__Work to do__
Repeat exactly, and only, the lines from the line containing "Target: white face mask" through the last line of the records below, including both.

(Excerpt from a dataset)
++++++++

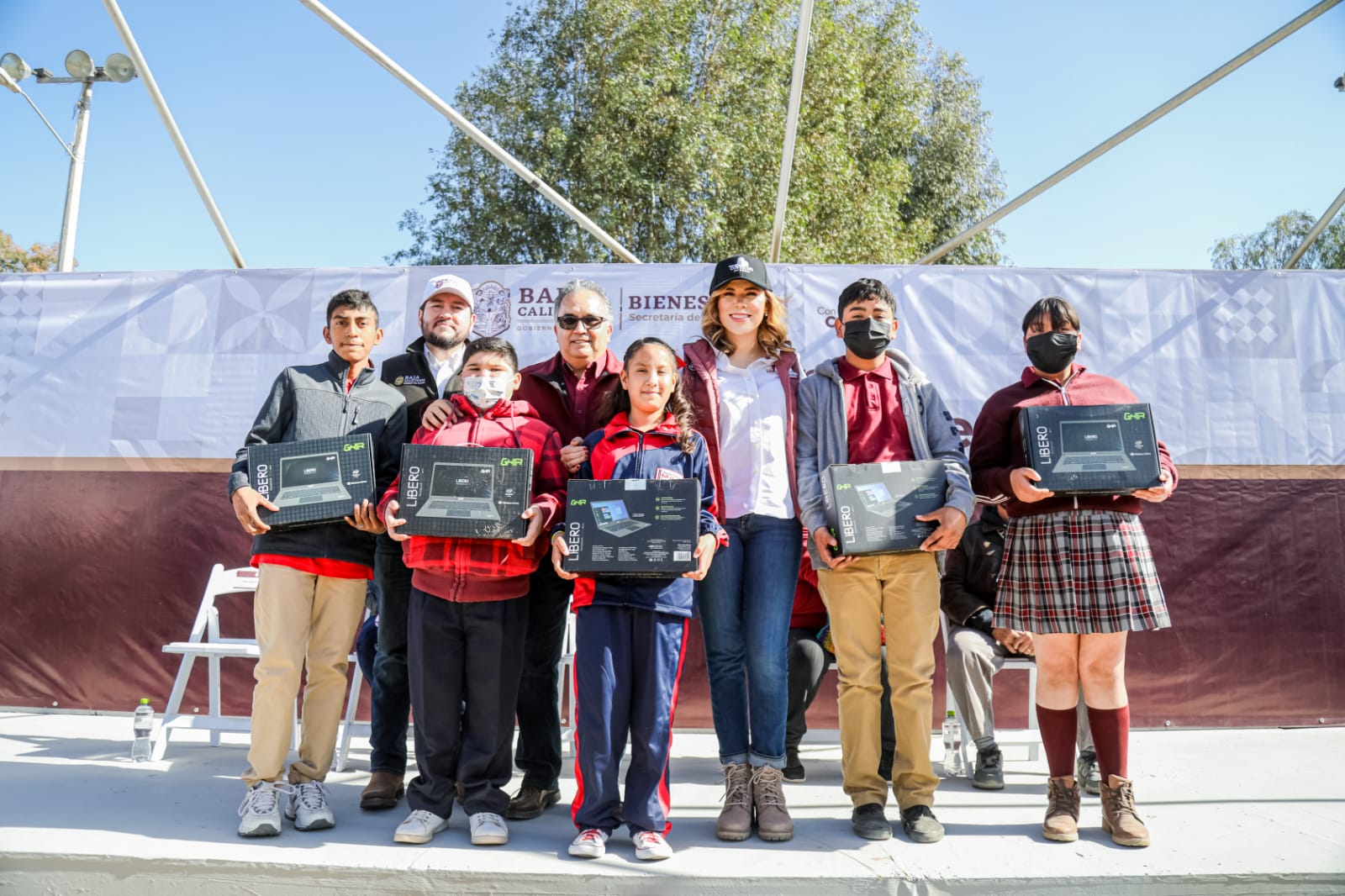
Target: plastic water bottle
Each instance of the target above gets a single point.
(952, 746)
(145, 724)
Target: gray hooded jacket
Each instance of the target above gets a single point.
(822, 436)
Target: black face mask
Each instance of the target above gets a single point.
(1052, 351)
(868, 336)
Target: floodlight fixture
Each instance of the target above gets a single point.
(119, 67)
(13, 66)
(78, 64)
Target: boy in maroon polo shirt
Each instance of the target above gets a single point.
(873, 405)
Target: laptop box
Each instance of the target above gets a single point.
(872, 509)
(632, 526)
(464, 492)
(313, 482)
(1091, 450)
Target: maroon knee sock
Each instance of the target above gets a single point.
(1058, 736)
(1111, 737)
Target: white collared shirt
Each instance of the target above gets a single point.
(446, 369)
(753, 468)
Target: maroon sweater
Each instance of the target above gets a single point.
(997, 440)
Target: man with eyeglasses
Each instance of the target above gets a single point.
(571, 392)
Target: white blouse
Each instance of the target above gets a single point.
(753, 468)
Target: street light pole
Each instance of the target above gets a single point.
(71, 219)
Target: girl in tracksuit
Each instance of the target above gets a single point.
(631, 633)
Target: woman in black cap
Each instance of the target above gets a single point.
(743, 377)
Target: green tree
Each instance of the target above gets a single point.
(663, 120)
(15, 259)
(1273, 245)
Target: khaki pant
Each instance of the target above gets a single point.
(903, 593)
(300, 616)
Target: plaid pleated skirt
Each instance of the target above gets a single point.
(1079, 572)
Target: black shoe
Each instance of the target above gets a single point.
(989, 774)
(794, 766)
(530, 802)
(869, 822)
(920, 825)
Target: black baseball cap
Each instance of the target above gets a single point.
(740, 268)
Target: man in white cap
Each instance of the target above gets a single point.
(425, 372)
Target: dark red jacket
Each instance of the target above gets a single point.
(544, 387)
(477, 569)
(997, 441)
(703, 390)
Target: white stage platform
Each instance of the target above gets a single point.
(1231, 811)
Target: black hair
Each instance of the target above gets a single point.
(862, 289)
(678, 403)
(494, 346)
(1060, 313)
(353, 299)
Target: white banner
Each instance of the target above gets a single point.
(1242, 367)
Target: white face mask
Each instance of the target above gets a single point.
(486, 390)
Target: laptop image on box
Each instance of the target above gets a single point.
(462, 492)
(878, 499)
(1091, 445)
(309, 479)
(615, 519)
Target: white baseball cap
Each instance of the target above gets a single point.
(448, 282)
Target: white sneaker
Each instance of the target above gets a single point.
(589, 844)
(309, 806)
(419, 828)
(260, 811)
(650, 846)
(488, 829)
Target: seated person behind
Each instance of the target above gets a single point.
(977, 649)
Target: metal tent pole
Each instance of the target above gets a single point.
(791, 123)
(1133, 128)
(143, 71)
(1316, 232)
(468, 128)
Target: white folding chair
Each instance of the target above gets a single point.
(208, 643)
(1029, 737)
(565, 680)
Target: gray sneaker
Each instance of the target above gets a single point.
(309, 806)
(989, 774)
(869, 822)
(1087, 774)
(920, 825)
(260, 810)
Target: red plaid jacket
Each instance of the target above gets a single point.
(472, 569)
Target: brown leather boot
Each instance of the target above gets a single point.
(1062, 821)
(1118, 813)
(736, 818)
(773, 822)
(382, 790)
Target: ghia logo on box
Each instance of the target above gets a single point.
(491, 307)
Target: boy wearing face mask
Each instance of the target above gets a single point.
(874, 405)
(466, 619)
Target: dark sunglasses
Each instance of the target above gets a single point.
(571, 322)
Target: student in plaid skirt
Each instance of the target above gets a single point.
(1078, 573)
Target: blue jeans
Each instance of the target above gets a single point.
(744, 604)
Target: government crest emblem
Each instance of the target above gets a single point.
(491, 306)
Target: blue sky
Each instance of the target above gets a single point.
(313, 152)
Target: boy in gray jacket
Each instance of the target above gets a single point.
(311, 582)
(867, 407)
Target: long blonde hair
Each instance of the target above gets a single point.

++++++++

__Expected output__
Target: white face mask
Each instance of the target above gets a single point.
(486, 390)
Target: laptop image on box
Each instance of the target above gets a single point.
(462, 492)
(878, 499)
(1091, 445)
(309, 479)
(615, 519)
Target: white baseball cap
Each instance of the target above gets a single point.
(448, 282)
Target: white sneaker
Each instance of the target above gets a single point.
(589, 844)
(309, 806)
(419, 828)
(260, 811)
(650, 846)
(488, 829)
Target: seated person behind
Each instance of the target above gets a single point.
(977, 649)
Target: metal tent pole
Each instance of the target above gets a single point.
(791, 123)
(1133, 128)
(143, 71)
(1316, 232)
(468, 128)
Target: white folding chair
Each instance of the target above gets a single point.
(208, 643)
(1029, 737)
(565, 680)
Target: gray sneaker
Each instance of the target above gets a single point.
(309, 806)
(989, 774)
(869, 822)
(1087, 774)
(920, 825)
(260, 810)
Target: red plaid jacket
Each instance of the target above gets a single point.
(472, 569)
Target: brown leather boot
Each instance of the target above gets a single point.
(1062, 821)
(1118, 813)
(736, 818)
(773, 822)
(382, 790)
Target: ghia logo on box
Each instance of the target above gets a single point.
(491, 307)
Target: boy wearing face mask
Each instance of the target above gets a single point.
(874, 405)
(466, 619)
Target: dark sunglasses
Each instance of the target above gets a single point.
(571, 322)
Target: student in plaid skirt
Each instance of the target above gets a single point.
(1078, 573)
Target: blue jeans
Each instance of the target above gets a single point.
(744, 604)
Target: government crest emblem
Each instance of the target above gets a single point.
(491, 306)
Target: blue sky
Each instance of the target above gets a single point.
(313, 152)
Target: boy in gray jacket
Each instance of the target above gets a single point.
(311, 582)
(867, 407)
Target: long blonde hair
Each instance of the target above gets a single point.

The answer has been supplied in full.